Short problem:
Rewrite the material below from the line containing "Could you please spot the heathland" through the end of the material, changing "heathland vegetation" to "moorland vegetation" and leaving everything else the same.

Exercise input:
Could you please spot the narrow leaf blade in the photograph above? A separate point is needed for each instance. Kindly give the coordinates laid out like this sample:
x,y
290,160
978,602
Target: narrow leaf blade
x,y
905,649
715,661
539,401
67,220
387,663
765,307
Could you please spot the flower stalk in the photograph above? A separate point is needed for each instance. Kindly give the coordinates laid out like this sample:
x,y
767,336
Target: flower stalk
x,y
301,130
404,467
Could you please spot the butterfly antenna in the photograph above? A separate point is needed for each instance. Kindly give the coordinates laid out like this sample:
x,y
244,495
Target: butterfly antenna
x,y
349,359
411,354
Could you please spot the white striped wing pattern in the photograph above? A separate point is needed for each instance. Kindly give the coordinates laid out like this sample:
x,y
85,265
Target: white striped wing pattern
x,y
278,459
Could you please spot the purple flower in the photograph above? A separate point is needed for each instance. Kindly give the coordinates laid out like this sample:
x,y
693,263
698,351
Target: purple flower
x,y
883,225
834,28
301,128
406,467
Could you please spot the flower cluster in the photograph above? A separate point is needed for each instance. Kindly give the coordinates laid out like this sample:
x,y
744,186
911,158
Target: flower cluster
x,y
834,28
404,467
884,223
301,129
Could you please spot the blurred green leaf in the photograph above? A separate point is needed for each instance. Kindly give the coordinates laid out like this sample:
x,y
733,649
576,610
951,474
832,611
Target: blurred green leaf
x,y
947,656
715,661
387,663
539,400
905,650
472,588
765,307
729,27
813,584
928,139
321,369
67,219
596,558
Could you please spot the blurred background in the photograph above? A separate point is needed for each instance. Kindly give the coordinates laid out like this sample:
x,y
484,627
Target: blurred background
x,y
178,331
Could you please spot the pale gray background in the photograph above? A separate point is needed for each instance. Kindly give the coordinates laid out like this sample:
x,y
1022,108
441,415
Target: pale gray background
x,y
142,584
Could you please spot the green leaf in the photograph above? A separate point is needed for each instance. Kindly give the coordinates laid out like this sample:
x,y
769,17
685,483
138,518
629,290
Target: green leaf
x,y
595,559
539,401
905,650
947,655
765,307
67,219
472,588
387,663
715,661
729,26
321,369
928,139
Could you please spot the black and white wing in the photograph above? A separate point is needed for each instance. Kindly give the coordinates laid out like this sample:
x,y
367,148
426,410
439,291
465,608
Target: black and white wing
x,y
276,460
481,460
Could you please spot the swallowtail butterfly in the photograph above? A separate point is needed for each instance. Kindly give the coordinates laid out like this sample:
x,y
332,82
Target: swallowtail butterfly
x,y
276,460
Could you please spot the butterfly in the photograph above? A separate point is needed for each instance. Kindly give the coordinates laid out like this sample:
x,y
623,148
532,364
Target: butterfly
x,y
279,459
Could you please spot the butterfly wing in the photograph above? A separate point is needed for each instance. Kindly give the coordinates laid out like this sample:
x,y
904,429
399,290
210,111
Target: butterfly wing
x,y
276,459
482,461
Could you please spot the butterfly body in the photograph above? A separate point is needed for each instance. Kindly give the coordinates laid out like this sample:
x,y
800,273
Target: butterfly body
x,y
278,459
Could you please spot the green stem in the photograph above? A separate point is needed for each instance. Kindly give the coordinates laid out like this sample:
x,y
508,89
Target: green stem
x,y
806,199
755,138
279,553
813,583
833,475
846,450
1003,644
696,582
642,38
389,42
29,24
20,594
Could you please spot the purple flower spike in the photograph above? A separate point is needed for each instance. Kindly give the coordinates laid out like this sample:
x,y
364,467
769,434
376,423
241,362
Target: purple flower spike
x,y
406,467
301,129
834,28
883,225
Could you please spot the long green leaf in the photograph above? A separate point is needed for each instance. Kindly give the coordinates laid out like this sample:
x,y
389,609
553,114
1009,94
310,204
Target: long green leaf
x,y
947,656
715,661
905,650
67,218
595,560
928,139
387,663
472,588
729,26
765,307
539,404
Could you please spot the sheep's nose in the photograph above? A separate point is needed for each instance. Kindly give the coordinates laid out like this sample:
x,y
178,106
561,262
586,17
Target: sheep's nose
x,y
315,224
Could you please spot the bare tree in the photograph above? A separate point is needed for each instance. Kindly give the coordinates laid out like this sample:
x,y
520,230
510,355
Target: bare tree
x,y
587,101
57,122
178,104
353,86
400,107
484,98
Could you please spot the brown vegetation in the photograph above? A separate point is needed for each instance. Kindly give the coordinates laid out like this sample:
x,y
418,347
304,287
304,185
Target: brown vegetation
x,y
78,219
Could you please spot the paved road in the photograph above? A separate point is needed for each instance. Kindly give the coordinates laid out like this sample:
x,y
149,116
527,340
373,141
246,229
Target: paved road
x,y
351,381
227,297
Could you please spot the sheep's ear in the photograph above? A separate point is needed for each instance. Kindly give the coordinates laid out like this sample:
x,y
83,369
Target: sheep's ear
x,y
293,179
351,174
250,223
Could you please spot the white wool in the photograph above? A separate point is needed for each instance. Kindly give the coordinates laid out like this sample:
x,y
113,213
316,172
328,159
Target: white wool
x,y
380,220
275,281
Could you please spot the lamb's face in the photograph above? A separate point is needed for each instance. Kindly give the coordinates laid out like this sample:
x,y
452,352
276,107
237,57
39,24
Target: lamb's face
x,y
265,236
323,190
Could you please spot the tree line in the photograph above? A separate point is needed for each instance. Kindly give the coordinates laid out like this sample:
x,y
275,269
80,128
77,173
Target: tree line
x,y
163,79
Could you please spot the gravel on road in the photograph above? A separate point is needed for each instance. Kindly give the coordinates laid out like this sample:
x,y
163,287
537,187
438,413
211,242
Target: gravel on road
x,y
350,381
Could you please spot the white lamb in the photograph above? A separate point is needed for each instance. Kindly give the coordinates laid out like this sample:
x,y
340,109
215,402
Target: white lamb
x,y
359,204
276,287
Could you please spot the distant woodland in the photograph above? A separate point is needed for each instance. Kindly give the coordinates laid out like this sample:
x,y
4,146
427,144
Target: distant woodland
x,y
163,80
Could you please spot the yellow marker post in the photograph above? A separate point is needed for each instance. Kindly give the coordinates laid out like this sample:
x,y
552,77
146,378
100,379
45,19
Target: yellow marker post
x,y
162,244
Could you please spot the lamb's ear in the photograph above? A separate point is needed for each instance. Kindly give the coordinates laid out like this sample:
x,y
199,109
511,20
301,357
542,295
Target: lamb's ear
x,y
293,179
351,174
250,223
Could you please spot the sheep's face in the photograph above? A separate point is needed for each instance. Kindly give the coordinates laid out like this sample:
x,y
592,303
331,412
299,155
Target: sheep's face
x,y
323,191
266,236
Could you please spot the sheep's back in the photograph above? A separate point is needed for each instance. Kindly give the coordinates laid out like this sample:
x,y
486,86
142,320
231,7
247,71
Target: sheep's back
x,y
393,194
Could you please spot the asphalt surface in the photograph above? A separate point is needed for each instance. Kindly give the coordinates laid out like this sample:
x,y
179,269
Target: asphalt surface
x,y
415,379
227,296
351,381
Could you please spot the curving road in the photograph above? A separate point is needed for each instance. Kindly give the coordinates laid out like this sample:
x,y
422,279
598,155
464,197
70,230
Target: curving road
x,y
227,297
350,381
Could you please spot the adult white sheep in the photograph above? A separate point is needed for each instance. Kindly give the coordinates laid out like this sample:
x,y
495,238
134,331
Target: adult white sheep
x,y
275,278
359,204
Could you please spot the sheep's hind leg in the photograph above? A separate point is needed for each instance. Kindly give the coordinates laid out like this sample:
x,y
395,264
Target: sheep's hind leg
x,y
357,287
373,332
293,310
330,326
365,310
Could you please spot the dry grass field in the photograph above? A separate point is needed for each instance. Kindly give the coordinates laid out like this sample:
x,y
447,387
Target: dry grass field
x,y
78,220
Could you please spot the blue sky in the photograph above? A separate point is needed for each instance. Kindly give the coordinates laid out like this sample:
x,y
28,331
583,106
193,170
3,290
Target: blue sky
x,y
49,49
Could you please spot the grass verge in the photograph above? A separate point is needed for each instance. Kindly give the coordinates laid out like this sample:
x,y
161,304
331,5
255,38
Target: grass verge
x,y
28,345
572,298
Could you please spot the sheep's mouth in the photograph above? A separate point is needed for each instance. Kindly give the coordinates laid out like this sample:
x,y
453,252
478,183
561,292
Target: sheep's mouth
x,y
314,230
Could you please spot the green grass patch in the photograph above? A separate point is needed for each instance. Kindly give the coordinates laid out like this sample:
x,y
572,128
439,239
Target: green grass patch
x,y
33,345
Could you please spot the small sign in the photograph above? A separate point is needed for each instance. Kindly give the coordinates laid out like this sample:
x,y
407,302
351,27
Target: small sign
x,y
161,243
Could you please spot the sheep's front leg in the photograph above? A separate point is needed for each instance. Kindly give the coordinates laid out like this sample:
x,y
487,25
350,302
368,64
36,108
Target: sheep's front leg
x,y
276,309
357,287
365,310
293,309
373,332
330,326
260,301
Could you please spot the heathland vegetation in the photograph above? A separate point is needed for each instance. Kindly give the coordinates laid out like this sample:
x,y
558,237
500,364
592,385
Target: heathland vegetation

Solution to the problem:
Could you please spot the moorland vegetation in the photograph above? A separate point is needed for each instance. Kindly give the coordinates laid out like this sample:
x,y
558,237
500,364
592,385
Target: moorland vegetation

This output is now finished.